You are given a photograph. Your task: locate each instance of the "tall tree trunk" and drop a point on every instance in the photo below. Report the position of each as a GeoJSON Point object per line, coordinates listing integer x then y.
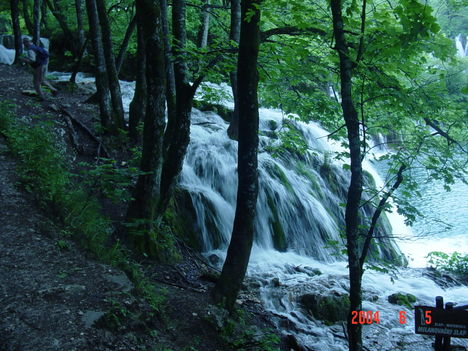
{"type": "Point", "coordinates": [79, 22]}
{"type": "Point", "coordinates": [355, 188]}
{"type": "Point", "coordinates": [234, 35]}
{"type": "Point", "coordinates": [138, 104]}
{"type": "Point", "coordinates": [238, 254]}
{"type": "Point", "coordinates": [170, 76]}
{"type": "Point", "coordinates": [37, 21]}
{"type": "Point", "coordinates": [44, 22]}
{"type": "Point", "coordinates": [16, 29]}
{"type": "Point", "coordinates": [27, 18]}
{"type": "Point", "coordinates": [114, 85]}
{"type": "Point", "coordinates": [178, 131]}
{"type": "Point", "coordinates": [57, 12]}
{"type": "Point", "coordinates": [123, 47]}
{"type": "Point", "coordinates": [76, 69]}
{"type": "Point", "coordinates": [205, 25]}
{"type": "Point", "coordinates": [146, 193]}
{"type": "Point", "coordinates": [102, 84]}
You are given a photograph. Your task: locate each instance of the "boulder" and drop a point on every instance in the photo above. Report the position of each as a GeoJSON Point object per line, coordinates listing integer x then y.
{"type": "Point", "coordinates": [329, 309]}
{"type": "Point", "coordinates": [401, 299]}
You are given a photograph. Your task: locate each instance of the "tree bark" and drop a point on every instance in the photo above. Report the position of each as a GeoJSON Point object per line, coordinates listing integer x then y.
{"type": "Point", "coordinates": [234, 35]}
{"type": "Point", "coordinates": [27, 18]}
{"type": "Point", "coordinates": [76, 69]}
{"type": "Point", "coordinates": [146, 194]}
{"type": "Point", "coordinates": [114, 85]}
{"type": "Point", "coordinates": [178, 131]}
{"type": "Point", "coordinates": [138, 104]}
{"type": "Point", "coordinates": [205, 25]}
{"type": "Point", "coordinates": [123, 47]}
{"type": "Point", "coordinates": [355, 188]}
{"type": "Point", "coordinates": [79, 22]}
{"type": "Point", "coordinates": [238, 254]}
{"type": "Point", "coordinates": [16, 30]}
{"type": "Point", "coordinates": [63, 23]}
{"type": "Point", "coordinates": [36, 22]}
{"type": "Point", "coordinates": [170, 77]}
{"type": "Point", "coordinates": [102, 84]}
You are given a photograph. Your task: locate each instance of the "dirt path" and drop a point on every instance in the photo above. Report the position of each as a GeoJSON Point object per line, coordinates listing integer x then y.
{"type": "Point", "coordinates": [56, 296]}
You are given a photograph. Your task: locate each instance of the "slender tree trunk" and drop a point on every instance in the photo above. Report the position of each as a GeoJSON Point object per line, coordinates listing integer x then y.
{"type": "Point", "coordinates": [16, 30]}
{"type": "Point", "coordinates": [102, 84]}
{"type": "Point", "coordinates": [170, 77]}
{"type": "Point", "coordinates": [79, 22]}
{"type": "Point", "coordinates": [44, 22]}
{"type": "Point", "coordinates": [355, 188]}
{"type": "Point", "coordinates": [146, 193]}
{"type": "Point", "coordinates": [27, 18]}
{"type": "Point", "coordinates": [234, 35]}
{"type": "Point", "coordinates": [123, 47]}
{"type": "Point", "coordinates": [37, 21]}
{"type": "Point", "coordinates": [205, 25]}
{"type": "Point", "coordinates": [114, 85]}
{"type": "Point", "coordinates": [76, 69]}
{"type": "Point", "coordinates": [179, 131]}
{"type": "Point", "coordinates": [138, 104]}
{"type": "Point", "coordinates": [57, 12]}
{"type": "Point", "coordinates": [238, 254]}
- - - - -
#### EXERCISE:
Where an entry contains an image, skip the image; repeat everything else exactly.

#### TASK SOLUTION:
You are given a photograph. Your task: locate each instance of the "tall tree trunk" and drop a point on every instance in the photo below. Report the position of each as a GeoJSON Point object per line, coordinates listing integer x then y.
{"type": "Point", "coordinates": [79, 22]}
{"type": "Point", "coordinates": [355, 188]}
{"type": "Point", "coordinates": [234, 35]}
{"type": "Point", "coordinates": [138, 104]}
{"type": "Point", "coordinates": [238, 254]}
{"type": "Point", "coordinates": [170, 76]}
{"type": "Point", "coordinates": [37, 21]}
{"type": "Point", "coordinates": [44, 22]}
{"type": "Point", "coordinates": [16, 29]}
{"type": "Point", "coordinates": [27, 18]}
{"type": "Point", "coordinates": [114, 85]}
{"type": "Point", "coordinates": [178, 131]}
{"type": "Point", "coordinates": [57, 12]}
{"type": "Point", "coordinates": [123, 47]}
{"type": "Point", "coordinates": [76, 69]}
{"type": "Point", "coordinates": [205, 25]}
{"type": "Point", "coordinates": [146, 193]}
{"type": "Point", "coordinates": [102, 84]}
You are given a photograph. Your task: locate each instance of the "boulder" and drop a point on every instance in the photo above. Report the position of each as a GeoJSON Point object per line, coordinates listing integer x then y.
{"type": "Point", "coordinates": [329, 309]}
{"type": "Point", "coordinates": [401, 299]}
You are given a photograph. Your task: locate each instance of the "tree bark" and drop a point on every instance in the photo above. Report the position of each as a GeoJSON Point object per line, coordinates listing integer x then y.
{"type": "Point", "coordinates": [234, 35]}
{"type": "Point", "coordinates": [27, 18]}
{"type": "Point", "coordinates": [76, 69]}
{"type": "Point", "coordinates": [146, 194]}
{"type": "Point", "coordinates": [114, 85]}
{"type": "Point", "coordinates": [178, 131]}
{"type": "Point", "coordinates": [138, 104]}
{"type": "Point", "coordinates": [205, 25]}
{"type": "Point", "coordinates": [123, 47]}
{"type": "Point", "coordinates": [355, 188]}
{"type": "Point", "coordinates": [79, 22]}
{"type": "Point", "coordinates": [238, 254]}
{"type": "Point", "coordinates": [16, 30]}
{"type": "Point", "coordinates": [63, 23]}
{"type": "Point", "coordinates": [36, 22]}
{"type": "Point", "coordinates": [170, 77]}
{"type": "Point", "coordinates": [102, 84]}
You are given a photograph. Your task: locate each instance of the "dirt path" and drop a point on every instance in the photo above. Report the position of each as a GeoJSON Point object per line, coordinates listing integer x then y.
{"type": "Point", "coordinates": [56, 296]}
You are given a photograph. Your task: locate each instance of the "slender tree trunk" and drop a point on every instance in the photo above. Report the position of each as a GeoJSON Point object per line, coordinates listing integer x then y.
{"type": "Point", "coordinates": [16, 30]}
{"type": "Point", "coordinates": [102, 84]}
{"type": "Point", "coordinates": [170, 77]}
{"type": "Point", "coordinates": [79, 22]}
{"type": "Point", "coordinates": [44, 22]}
{"type": "Point", "coordinates": [355, 188]}
{"type": "Point", "coordinates": [146, 193]}
{"type": "Point", "coordinates": [27, 18]}
{"type": "Point", "coordinates": [234, 35]}
{"type": "Point", "coordinates": [123, 47]}
{"type": "Point", "coordinates": [37, 21]}
{"type": "Point", "coordinates": [205, 25]}
{"type": "Point", "coordinates": [114, 85]}
{"type": "Point", "coordinates": [76, 69]}
{"type": "Point", "coordinates": [179, 131]}
{"type": "Point", "coordinates": [138, 104]}
{"type": "Point", "coordinates": [57, 12]}
{"type": "Point", "coordinates": [238, 254]}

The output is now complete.